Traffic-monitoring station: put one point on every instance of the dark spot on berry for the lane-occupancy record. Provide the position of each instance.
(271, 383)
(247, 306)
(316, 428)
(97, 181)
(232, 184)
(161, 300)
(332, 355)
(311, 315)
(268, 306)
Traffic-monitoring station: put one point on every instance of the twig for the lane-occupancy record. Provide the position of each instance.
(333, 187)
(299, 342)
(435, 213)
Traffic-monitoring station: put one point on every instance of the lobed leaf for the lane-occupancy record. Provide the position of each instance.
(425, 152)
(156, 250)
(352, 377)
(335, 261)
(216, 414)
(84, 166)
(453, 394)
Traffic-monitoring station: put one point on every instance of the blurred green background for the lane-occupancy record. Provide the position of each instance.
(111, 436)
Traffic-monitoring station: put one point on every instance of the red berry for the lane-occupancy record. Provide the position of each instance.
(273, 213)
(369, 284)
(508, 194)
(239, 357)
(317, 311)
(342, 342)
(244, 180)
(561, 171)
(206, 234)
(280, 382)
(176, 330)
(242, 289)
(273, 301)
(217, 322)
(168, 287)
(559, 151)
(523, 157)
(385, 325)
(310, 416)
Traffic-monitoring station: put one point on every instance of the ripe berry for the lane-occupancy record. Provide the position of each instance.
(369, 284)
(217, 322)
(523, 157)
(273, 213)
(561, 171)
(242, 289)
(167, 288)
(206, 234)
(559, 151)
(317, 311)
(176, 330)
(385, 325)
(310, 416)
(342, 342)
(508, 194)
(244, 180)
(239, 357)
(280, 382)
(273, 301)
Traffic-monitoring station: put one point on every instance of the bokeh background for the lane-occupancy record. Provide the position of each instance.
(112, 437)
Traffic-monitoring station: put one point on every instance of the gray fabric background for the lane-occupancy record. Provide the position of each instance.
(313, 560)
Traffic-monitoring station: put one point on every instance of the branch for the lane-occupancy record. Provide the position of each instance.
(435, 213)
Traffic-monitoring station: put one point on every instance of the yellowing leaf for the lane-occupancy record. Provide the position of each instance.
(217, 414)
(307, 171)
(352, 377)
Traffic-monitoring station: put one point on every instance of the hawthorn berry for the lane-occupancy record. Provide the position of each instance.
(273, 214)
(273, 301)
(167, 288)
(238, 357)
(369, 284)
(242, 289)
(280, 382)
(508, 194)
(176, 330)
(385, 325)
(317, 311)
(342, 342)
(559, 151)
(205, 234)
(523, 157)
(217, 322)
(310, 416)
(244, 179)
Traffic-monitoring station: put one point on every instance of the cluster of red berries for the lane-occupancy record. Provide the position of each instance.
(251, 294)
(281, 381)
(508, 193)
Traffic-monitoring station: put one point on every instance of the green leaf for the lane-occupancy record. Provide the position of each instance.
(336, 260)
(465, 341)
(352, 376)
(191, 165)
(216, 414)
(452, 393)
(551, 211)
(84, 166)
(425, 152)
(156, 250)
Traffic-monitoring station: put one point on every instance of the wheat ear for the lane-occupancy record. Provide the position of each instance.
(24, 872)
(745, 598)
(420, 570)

···

* _HOW TO COMPLETE THIS TASK_: Only output the lines from the one with "of the wheat" through the end of the entries above, exactly as they are.

* _EXERCISE SOLUTION_:
Traffic-monitoring station: put one point on every instance of the wheat ear for the lane-occupancy record. Provide the position of each instance.
(24, 872)
(745, 598)
(420, 570)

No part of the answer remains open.